> Problem statement
Range to reproduce from the entries below: the line with "Per the specification, this detector localizes the sliding", the line with "What to find: wooden fence post", and every line in between. Give them exactly and give nothing else.

======== Supplied data ========

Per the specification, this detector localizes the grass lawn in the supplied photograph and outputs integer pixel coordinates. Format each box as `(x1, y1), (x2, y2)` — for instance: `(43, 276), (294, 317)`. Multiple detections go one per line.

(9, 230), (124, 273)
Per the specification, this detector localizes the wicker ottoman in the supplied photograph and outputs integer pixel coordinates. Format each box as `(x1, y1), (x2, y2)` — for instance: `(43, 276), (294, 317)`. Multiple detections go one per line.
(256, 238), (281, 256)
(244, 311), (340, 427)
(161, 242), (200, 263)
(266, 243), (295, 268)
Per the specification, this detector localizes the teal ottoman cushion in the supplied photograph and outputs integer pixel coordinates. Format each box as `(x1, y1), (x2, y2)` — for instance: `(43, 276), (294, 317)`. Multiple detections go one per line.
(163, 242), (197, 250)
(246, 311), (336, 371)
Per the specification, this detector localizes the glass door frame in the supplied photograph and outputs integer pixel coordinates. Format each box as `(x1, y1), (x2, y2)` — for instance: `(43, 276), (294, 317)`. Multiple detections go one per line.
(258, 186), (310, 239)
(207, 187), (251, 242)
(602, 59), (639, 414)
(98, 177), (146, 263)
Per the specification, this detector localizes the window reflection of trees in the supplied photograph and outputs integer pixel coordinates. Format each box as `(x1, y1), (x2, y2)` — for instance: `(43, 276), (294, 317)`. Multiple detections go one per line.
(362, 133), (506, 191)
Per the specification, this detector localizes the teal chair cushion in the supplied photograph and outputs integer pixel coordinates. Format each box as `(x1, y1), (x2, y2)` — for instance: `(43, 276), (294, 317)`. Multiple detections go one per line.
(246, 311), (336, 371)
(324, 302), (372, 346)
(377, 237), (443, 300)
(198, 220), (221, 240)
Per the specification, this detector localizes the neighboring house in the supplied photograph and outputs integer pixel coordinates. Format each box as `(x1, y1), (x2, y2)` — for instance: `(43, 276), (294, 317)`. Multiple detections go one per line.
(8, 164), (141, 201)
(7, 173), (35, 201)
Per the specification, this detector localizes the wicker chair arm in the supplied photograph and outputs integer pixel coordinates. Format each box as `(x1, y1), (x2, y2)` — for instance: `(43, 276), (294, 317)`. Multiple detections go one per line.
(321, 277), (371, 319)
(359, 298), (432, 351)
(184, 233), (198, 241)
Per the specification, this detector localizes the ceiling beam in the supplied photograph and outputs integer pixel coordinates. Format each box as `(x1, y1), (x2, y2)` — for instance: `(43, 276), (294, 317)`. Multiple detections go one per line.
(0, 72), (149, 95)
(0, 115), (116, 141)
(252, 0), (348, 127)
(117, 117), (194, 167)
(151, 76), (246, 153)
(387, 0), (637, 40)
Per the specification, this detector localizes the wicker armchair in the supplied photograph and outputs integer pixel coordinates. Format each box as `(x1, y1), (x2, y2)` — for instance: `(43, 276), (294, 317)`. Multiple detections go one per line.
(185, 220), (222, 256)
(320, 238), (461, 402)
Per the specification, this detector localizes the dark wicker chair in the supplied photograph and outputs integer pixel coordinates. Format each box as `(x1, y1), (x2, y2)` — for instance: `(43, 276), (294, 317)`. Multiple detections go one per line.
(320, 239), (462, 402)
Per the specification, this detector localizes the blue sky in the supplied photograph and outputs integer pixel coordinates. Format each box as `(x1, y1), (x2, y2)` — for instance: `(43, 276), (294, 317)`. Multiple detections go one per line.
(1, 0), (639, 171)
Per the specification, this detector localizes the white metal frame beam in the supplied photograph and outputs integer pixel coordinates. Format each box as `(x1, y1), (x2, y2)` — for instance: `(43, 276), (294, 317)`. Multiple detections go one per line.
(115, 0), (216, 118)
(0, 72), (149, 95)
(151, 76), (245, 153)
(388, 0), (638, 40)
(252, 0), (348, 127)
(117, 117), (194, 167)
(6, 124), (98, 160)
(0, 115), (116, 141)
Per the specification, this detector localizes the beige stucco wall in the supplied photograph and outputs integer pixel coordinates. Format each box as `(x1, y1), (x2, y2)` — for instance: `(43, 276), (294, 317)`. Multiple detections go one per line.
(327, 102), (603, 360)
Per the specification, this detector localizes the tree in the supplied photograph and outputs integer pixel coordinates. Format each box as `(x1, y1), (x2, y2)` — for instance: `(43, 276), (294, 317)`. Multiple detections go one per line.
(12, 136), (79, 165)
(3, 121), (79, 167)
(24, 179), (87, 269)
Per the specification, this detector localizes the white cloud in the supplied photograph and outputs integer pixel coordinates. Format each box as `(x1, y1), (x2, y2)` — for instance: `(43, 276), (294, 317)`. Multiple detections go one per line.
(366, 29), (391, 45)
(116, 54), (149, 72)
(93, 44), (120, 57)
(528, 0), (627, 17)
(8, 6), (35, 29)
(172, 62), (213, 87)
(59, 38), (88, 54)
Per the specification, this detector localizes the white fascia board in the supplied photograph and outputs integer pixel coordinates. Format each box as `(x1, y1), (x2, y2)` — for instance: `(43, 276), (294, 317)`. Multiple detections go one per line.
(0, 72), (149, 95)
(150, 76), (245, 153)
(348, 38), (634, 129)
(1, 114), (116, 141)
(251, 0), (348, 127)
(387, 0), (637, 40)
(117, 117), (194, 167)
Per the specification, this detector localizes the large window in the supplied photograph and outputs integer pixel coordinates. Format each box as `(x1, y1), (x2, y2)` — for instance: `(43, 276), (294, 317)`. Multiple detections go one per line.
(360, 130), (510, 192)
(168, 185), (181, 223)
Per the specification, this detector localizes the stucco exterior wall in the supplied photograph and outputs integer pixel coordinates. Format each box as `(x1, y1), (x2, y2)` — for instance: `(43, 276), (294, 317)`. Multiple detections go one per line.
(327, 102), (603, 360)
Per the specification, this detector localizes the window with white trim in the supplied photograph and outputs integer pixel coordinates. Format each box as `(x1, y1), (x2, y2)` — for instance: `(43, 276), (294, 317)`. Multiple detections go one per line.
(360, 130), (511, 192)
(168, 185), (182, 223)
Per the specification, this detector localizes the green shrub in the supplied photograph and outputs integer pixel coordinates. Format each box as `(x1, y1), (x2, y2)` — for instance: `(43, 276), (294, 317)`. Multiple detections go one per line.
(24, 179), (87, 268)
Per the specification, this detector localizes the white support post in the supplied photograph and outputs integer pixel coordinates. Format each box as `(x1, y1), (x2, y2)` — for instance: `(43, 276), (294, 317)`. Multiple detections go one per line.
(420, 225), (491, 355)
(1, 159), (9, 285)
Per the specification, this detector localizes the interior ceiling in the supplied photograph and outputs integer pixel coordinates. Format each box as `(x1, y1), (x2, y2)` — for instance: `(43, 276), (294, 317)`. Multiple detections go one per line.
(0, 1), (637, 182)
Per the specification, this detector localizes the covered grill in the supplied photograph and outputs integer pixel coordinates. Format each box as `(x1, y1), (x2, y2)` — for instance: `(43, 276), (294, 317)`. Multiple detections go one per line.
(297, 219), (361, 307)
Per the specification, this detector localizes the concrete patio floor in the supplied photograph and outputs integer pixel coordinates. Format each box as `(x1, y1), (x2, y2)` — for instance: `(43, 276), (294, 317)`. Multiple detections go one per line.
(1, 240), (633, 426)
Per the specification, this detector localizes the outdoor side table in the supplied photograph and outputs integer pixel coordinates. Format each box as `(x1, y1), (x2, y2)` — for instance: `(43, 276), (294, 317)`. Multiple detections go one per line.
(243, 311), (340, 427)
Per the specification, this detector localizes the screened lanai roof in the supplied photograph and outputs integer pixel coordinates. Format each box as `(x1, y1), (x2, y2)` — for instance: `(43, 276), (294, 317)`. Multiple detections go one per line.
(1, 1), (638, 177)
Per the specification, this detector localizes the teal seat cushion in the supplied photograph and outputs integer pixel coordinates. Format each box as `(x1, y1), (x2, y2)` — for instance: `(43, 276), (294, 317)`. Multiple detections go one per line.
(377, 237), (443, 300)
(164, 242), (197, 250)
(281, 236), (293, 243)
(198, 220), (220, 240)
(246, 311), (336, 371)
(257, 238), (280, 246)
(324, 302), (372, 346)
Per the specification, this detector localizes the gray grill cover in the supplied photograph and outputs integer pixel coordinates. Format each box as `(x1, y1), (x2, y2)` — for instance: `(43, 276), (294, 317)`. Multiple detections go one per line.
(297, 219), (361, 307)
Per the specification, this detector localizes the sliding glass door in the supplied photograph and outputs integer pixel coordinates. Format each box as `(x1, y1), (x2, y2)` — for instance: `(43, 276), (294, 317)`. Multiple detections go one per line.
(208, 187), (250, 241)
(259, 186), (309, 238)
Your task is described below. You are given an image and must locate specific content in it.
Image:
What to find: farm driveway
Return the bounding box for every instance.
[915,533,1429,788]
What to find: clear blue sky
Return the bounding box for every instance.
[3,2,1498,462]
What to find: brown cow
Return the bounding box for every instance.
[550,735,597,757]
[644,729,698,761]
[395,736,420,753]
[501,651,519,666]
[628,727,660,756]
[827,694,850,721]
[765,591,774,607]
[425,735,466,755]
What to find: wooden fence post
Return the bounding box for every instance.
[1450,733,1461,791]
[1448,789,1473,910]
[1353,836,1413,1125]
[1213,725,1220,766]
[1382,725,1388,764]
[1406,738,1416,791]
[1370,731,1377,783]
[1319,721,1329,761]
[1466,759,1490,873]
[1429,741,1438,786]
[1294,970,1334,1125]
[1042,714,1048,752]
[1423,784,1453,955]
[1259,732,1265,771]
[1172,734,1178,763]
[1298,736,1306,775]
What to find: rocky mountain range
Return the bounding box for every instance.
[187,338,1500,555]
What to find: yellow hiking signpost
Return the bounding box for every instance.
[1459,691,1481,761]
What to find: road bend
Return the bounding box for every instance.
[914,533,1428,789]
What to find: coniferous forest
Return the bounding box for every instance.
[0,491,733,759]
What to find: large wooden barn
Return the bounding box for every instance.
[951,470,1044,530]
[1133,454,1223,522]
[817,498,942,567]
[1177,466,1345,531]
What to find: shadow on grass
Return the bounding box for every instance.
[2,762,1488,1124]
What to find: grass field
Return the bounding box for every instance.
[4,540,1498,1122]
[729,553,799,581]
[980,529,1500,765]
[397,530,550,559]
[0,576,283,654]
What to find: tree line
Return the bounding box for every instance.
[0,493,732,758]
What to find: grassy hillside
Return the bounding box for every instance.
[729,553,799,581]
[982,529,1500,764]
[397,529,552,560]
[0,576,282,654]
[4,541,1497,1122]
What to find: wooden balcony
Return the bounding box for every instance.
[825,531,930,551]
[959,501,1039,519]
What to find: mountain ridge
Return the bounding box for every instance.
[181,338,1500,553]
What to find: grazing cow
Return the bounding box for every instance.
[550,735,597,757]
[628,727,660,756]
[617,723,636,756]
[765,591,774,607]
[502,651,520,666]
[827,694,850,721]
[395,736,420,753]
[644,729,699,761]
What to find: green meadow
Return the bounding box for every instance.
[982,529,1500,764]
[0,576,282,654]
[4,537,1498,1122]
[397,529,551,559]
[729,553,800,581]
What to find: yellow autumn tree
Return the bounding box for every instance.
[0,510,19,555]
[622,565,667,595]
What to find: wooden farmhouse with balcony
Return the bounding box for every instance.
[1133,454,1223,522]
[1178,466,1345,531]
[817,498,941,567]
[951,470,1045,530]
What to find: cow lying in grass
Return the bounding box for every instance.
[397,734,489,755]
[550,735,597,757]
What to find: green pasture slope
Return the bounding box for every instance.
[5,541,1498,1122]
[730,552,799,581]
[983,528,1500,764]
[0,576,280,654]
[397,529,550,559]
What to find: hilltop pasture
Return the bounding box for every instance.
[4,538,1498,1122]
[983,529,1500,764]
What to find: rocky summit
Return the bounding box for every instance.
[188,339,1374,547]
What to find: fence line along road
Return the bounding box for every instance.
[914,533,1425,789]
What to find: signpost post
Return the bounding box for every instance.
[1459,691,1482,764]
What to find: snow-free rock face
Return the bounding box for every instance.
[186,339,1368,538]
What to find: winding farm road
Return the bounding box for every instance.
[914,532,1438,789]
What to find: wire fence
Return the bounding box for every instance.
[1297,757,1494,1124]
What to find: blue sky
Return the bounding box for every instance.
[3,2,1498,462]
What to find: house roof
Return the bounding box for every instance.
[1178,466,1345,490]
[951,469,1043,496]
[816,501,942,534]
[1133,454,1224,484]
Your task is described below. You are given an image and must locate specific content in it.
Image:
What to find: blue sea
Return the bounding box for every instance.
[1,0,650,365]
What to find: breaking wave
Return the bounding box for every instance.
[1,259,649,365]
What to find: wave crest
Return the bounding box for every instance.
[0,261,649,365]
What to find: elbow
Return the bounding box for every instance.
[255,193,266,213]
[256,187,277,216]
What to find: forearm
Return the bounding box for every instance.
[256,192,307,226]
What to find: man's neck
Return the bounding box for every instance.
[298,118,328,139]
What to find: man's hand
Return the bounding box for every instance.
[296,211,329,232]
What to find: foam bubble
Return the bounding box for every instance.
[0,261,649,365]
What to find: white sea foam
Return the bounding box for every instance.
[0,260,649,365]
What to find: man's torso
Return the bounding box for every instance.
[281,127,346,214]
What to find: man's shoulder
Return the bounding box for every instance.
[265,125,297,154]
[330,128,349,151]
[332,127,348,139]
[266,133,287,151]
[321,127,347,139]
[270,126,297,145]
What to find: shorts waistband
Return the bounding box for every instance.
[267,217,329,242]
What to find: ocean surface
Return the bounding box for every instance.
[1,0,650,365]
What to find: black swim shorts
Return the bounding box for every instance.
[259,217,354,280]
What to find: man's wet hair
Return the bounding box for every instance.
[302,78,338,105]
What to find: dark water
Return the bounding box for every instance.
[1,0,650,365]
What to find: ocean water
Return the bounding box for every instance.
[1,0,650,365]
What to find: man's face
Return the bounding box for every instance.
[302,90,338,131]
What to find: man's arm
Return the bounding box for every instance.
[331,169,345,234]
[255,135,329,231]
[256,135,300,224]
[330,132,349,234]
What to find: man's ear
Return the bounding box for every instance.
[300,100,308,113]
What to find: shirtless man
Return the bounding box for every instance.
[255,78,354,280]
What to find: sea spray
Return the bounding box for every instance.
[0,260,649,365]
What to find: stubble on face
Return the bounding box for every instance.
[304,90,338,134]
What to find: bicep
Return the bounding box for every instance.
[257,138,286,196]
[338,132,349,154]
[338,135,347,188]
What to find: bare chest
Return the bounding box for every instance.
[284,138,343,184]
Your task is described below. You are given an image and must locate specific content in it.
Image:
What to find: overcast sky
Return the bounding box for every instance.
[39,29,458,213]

========

> Answer area
Per the specification, this detector localizes the sliding glass door in the supplied photograph and outputs integer pixel coordinates. Format each box as `(x1, y1), (x2, y2)` — for instance: `(43, 276), (294, 317)`. Multiple detections go one per line.
(208, 187), (250, 241)
(259, 186), (309, 238)
Your task is described below. You are given an image and must locate specific content in it.
Image:
What to find: farm driveway
Return the bounding box for every instance.
[915,533,1429,788]
What to find: clear blue sky
Return the bounding box for every instance.
[3,2,1498,462]
What to find: brown cow
Return the bounding box for every instance.
[550,735,597,757]
[644,729,698,761]
[395,736,420,753]
[501,651,519,666]
[628,727,660,756]
[827,694,850,721]
[765,591,774,607]
[425,735,466,755]
What to find: wooden fence post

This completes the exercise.